» Exercise brief
In the data items below, rewrite the stretch that begins at the line containing "Point to the watch strap." and ends after the line containing "x=168, y=91". Replace "integer" with "whole-number" and keep everything else the same.

Data items
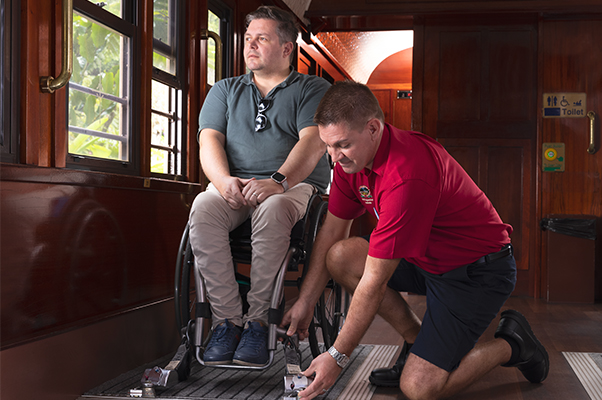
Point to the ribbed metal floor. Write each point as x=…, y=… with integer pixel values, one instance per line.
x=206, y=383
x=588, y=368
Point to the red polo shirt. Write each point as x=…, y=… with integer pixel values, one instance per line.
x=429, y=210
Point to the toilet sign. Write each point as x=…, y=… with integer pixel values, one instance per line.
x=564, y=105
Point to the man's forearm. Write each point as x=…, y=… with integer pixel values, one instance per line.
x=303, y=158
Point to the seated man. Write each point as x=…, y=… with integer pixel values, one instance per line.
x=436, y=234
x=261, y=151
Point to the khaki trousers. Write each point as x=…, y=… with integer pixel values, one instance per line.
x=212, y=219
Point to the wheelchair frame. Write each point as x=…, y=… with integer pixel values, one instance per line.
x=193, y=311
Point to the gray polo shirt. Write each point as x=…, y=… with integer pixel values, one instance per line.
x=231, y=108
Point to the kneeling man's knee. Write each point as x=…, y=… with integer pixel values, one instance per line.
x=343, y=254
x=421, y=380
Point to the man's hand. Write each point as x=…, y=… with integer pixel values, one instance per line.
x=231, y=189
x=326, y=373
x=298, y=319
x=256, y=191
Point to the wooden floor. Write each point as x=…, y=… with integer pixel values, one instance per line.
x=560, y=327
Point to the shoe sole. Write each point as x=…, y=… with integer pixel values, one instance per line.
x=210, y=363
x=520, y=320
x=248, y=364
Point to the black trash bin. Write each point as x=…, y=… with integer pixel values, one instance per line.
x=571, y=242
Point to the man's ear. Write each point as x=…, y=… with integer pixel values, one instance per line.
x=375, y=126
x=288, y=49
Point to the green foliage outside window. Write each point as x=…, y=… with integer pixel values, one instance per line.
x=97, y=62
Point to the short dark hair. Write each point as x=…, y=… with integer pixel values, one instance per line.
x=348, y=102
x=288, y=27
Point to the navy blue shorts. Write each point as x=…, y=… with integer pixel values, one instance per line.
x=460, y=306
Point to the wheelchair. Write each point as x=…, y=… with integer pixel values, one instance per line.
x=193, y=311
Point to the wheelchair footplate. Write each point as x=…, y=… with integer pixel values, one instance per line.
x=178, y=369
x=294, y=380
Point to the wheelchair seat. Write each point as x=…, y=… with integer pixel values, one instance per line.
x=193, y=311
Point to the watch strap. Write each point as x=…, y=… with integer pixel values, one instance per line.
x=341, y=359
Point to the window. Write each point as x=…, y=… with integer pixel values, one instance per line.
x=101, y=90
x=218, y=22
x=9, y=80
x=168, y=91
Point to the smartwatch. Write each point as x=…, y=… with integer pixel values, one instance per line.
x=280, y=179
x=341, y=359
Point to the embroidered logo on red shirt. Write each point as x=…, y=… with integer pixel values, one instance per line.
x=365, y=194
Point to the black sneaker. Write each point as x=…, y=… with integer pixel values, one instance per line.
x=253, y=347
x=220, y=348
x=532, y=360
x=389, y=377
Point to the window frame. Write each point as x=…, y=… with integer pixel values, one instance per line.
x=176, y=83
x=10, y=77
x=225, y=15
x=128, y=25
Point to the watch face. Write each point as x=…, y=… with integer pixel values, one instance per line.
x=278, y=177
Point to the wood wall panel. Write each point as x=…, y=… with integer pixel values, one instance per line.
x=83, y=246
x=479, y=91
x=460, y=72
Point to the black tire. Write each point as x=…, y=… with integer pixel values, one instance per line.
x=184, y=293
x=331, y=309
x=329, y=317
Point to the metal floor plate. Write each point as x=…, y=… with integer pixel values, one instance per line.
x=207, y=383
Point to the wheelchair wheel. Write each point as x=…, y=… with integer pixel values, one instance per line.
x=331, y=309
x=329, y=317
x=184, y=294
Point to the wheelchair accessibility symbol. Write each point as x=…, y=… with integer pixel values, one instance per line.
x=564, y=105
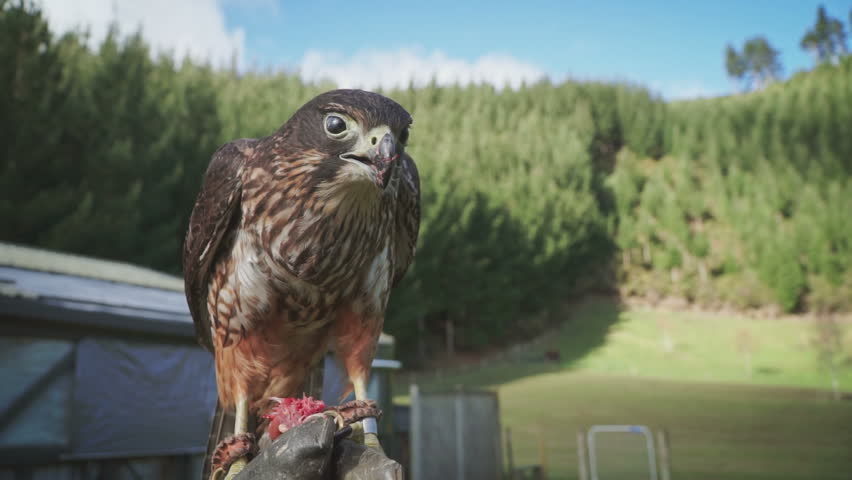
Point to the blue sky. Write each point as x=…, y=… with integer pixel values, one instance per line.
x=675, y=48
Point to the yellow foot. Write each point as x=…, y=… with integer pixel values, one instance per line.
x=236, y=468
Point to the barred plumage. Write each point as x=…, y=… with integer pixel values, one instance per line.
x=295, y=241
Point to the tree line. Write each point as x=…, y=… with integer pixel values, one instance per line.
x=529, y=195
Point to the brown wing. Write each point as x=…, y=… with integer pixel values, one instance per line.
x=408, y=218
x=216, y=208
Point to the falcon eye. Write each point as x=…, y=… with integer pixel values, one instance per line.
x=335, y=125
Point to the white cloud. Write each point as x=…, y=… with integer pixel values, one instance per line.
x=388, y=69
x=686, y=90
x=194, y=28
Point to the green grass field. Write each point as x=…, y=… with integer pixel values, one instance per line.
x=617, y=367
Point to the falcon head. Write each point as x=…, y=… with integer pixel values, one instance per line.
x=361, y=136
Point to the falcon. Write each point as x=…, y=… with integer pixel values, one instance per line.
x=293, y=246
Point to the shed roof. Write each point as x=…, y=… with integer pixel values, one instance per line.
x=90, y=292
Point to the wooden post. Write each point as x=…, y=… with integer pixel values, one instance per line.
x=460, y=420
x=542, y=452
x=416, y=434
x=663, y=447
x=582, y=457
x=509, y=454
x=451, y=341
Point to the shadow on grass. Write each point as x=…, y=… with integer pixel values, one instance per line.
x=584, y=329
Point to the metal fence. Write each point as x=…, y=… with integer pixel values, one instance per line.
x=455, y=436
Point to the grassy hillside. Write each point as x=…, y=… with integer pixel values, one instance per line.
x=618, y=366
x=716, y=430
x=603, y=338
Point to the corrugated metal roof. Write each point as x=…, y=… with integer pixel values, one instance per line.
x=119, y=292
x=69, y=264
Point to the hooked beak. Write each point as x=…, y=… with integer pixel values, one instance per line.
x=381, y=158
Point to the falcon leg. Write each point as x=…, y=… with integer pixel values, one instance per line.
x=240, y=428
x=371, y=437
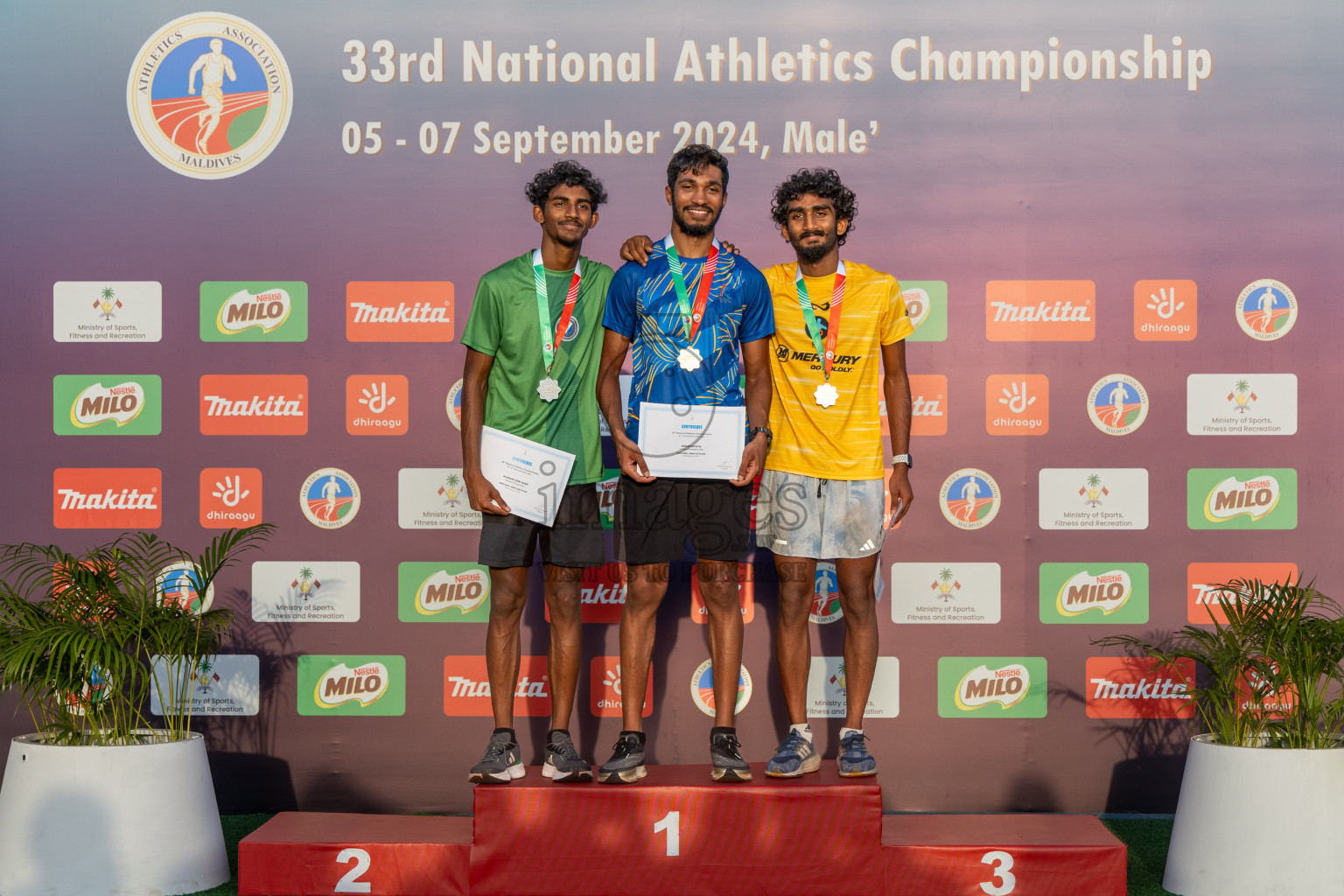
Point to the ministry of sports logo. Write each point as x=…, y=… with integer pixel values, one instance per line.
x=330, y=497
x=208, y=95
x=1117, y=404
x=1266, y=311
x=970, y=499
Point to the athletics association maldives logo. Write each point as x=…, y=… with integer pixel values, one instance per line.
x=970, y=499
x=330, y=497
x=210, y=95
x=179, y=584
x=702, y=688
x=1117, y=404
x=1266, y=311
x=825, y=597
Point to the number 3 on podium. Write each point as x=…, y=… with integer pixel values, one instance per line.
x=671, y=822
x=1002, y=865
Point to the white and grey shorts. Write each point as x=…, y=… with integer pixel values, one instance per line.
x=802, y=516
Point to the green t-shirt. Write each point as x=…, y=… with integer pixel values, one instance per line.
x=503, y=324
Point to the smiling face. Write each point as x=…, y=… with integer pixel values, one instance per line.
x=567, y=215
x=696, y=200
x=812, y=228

» Exercise response
Point to the watch strap. Write each point as x=…, y=… with whole-number pixel values, one instance per line.
x=341, y=359
Point to the window. Write each point as x=…, y=… with whole-number pixel values, one instance per line.
x=101, y=90
x=218, y=22
x=9, y=80
x=168, y=91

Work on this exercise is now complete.